**REQUIRED ACTION:**
Copy, word for word, the lines below from the one containing "box: [505, 63, 554, 122]" up to and including the one containing "positive clicks: (406, 9)", with pictures left out.

**EXTRACTED DATA:**
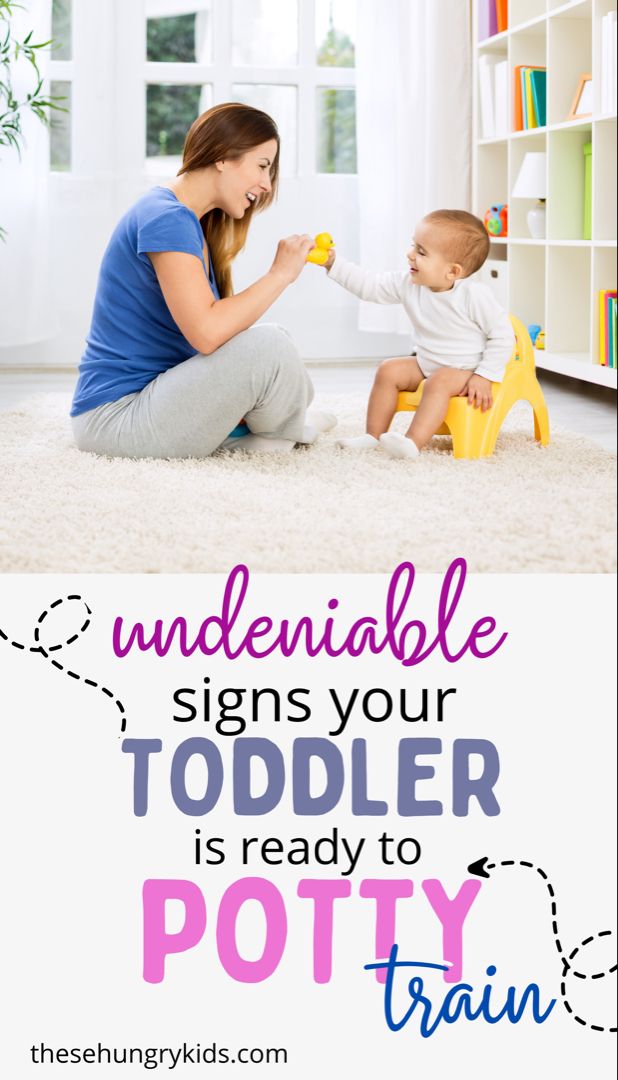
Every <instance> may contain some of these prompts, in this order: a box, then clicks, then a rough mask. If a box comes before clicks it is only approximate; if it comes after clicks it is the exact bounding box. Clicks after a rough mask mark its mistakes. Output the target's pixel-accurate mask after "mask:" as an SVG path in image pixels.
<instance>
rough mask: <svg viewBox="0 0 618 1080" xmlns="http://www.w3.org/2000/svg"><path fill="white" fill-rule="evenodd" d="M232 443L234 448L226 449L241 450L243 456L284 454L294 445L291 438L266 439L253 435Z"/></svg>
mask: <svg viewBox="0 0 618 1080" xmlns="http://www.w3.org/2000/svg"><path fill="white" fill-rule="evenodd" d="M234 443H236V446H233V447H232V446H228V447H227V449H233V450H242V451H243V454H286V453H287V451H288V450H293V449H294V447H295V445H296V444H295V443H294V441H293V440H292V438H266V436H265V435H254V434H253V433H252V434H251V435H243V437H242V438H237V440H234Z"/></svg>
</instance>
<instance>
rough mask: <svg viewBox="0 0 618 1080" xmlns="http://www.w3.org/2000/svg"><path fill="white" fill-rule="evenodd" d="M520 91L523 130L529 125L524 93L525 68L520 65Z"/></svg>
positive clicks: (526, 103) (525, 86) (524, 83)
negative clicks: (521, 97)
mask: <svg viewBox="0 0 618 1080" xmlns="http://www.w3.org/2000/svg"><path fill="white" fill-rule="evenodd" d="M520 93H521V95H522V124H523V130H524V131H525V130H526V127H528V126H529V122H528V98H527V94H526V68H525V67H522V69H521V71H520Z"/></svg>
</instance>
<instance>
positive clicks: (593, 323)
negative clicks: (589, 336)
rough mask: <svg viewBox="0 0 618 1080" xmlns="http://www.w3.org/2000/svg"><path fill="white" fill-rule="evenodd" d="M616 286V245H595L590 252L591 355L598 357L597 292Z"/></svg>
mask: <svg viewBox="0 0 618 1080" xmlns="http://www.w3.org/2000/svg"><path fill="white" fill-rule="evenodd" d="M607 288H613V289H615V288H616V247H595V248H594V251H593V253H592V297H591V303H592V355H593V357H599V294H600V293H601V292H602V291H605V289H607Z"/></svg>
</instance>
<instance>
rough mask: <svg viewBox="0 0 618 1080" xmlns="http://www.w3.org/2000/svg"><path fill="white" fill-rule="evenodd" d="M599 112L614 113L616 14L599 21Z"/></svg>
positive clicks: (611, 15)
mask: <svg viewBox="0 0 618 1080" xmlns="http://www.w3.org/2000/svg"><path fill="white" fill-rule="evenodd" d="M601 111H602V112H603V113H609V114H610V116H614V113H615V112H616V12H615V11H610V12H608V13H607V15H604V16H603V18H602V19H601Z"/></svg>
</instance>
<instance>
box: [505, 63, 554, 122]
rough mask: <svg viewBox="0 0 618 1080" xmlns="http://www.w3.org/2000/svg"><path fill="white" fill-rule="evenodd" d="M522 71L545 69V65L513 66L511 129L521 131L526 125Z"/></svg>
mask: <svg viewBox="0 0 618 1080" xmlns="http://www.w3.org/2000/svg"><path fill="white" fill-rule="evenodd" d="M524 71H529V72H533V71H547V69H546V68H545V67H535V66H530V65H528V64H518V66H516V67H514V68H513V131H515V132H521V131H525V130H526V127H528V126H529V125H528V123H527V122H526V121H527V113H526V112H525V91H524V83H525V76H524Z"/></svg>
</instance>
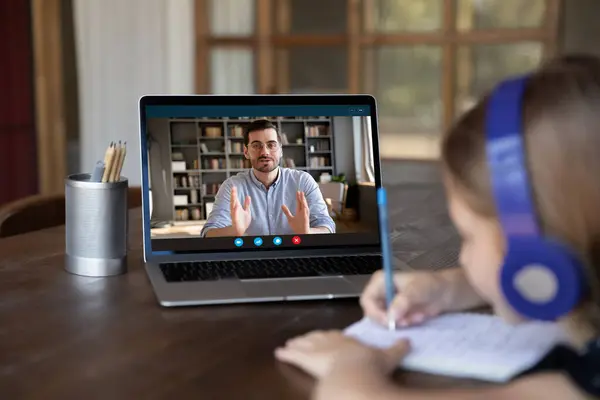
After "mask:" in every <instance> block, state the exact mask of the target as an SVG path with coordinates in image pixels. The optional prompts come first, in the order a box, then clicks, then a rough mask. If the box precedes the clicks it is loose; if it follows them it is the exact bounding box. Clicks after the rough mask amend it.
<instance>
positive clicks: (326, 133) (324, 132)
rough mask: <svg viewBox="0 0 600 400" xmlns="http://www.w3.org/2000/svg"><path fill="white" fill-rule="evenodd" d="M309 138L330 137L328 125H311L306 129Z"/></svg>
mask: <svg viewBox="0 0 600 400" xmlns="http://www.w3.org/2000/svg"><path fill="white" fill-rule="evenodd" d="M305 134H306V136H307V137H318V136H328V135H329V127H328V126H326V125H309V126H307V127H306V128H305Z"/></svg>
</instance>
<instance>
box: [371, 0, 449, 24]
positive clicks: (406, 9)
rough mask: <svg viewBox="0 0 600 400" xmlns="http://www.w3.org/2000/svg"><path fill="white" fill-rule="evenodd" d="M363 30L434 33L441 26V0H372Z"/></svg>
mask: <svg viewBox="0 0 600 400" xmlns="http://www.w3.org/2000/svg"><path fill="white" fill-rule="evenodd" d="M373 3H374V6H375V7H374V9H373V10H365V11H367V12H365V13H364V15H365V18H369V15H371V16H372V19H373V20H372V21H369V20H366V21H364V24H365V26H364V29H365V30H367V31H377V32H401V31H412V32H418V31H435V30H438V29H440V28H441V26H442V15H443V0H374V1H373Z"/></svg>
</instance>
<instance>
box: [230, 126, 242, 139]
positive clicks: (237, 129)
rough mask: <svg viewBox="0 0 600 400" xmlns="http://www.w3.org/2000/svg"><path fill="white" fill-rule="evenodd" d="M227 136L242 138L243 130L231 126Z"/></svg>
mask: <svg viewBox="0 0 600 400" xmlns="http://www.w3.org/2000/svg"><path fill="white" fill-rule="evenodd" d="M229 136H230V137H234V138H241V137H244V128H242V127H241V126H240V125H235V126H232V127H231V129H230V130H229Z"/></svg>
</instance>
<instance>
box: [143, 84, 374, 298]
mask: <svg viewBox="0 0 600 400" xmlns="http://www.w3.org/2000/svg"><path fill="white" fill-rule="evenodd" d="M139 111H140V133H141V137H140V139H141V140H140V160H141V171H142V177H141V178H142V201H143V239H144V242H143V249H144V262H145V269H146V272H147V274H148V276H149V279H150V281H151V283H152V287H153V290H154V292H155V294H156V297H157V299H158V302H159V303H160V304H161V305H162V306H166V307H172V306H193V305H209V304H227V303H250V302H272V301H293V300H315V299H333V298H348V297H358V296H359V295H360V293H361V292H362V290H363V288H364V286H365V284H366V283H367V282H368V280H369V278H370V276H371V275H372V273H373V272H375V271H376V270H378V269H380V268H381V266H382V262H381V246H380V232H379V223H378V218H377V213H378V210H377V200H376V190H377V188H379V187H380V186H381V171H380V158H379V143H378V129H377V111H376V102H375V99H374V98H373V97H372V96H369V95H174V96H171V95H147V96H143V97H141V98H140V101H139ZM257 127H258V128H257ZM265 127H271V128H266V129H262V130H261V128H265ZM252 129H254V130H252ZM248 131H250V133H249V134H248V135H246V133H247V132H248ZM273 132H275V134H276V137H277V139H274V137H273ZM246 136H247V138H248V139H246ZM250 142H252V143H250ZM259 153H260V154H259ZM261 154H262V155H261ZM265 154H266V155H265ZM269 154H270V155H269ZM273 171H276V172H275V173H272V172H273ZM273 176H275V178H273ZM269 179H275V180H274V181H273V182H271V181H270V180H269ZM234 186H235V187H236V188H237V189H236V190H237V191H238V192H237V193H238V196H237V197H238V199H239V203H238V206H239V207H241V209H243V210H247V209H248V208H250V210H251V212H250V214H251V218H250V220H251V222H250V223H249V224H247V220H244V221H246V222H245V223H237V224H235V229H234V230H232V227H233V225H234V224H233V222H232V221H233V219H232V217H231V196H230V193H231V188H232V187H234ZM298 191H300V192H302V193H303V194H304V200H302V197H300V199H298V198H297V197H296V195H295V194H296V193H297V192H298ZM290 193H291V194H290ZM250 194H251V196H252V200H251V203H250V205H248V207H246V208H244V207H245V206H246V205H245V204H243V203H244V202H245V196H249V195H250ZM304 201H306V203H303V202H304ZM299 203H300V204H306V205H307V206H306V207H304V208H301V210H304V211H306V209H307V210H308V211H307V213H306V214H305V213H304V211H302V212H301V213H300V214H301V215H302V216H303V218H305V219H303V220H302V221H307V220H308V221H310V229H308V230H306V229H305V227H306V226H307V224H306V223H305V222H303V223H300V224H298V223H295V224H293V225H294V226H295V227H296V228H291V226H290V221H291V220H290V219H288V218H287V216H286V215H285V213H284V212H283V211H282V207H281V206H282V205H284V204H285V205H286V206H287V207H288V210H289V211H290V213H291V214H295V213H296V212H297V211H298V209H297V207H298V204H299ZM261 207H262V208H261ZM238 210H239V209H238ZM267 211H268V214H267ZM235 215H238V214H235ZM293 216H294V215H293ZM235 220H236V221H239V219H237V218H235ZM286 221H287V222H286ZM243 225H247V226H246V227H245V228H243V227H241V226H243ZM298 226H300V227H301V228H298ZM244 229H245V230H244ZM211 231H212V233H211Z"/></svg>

--

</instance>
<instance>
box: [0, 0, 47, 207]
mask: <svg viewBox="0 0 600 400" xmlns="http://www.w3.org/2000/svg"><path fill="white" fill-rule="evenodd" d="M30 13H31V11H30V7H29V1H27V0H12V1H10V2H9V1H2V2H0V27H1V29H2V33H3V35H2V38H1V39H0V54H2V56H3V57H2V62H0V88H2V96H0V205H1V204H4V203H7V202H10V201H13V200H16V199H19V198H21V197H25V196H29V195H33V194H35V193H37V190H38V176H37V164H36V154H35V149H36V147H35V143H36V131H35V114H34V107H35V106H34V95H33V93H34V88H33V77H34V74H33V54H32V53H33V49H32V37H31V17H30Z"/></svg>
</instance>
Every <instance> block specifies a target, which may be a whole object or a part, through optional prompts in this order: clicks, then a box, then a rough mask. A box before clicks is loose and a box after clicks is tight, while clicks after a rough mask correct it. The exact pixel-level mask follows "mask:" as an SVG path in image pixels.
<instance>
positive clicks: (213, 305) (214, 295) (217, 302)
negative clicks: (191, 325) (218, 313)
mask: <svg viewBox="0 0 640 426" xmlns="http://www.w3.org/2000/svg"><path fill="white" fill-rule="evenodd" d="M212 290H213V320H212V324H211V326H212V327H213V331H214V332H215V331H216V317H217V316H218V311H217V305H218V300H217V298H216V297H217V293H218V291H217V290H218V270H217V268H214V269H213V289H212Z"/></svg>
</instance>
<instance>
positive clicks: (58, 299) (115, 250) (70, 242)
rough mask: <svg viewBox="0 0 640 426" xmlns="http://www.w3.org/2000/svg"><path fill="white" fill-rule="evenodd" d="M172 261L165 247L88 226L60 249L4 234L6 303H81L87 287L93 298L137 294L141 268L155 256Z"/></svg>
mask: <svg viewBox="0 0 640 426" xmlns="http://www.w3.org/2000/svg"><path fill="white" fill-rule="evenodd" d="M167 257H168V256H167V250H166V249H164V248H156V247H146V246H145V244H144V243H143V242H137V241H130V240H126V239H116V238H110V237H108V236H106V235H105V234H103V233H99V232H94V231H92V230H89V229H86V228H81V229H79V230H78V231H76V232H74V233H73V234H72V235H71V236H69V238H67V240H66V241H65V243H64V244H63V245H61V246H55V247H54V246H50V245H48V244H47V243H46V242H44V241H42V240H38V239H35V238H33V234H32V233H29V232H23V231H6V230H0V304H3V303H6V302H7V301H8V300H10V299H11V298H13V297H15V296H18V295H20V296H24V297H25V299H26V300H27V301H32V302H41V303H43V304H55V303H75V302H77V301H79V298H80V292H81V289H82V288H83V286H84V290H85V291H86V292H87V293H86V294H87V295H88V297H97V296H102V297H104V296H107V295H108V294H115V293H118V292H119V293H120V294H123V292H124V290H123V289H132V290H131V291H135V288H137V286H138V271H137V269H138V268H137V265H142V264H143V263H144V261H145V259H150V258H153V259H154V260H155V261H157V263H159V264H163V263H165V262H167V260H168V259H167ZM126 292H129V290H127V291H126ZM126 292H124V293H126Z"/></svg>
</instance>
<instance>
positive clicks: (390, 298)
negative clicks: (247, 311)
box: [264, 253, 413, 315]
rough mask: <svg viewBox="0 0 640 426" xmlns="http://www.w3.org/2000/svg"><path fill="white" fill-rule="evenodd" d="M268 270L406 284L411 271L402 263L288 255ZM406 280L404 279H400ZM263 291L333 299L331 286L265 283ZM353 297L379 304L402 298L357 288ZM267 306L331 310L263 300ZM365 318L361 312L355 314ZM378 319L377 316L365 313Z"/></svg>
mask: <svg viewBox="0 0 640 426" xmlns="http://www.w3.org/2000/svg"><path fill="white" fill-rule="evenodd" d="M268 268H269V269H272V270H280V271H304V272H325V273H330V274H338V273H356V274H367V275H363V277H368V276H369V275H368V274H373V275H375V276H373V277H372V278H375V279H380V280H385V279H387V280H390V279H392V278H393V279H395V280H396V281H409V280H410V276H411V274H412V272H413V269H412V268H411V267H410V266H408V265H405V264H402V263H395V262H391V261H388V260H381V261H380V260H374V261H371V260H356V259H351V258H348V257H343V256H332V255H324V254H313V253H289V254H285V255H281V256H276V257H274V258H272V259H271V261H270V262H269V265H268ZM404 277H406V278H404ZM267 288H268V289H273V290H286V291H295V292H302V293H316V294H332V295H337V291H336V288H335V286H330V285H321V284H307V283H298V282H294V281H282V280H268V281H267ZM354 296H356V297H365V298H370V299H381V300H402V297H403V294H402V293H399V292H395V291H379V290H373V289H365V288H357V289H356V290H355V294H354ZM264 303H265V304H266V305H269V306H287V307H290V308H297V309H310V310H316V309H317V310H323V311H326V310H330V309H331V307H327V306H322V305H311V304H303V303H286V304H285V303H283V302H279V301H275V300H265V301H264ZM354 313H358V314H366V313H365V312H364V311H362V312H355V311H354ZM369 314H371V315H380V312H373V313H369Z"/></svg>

**RESULT FOR THIS EXERCISE:**
box: [505, 63, 554, 122]
rough mask: <svg viewBox="0 0 618 1080" xmlns="http://www.w3.org/2000/svg"><path fill="white" fill-rule="evenodd" d="M522 71L545 69V65L513 66L511 129L521 131L526 125Z"/></svg>
mask: <svg viewBox="0 0 618 1080" xmlns="http://www.w3.org/2000/svg"><path fill="white" fill-rule="evenodd" d="M524 71H529V72H533V71H547V69H546V68H545V67H535V66H530V65H528V64H518V66H516V67H514V68H513V131H515V132H521V131H525V130H526V127H528V126H529V125H528V123H527V122H526V121H527V113H526V112H525V91H524V83H525V76H524Z"/></svg>
</instance>
After "mask:" in every <instance> block, state the exact mask of the target as an SVG path with coordinates in image pixels. The optional prompts come first, in the order a box, then clicks, then a rough mask. If the box precedes the clicks it is loose; if it follows them it is the exact bounding box. Clicks after the rough mask amend it.
<instance>
positive clicks: (326, 133) (324, 132)
rough mask: <svg viewBox="0 0 600 400" xmlns="http://www.w3.org/2000/svg"><path fill="white" fill-rule="evenodd" d="M309 138L330 137L328 125H311L306 129Z"/></svg>
mask: <svg viewBox="0 0 600 400" xmlns="http://www.w3.org/2000/svg"><path fill="white" fill-rule="evenodd" d="M305 134H306V136H307V137H318V136H328V135H329V127H328V126H326V125H309V126H307V127H306V128H305Z"/></svg>
</instance>
<instance>
box: [371, 0, 449, 24]
positive clicks: (406, 9)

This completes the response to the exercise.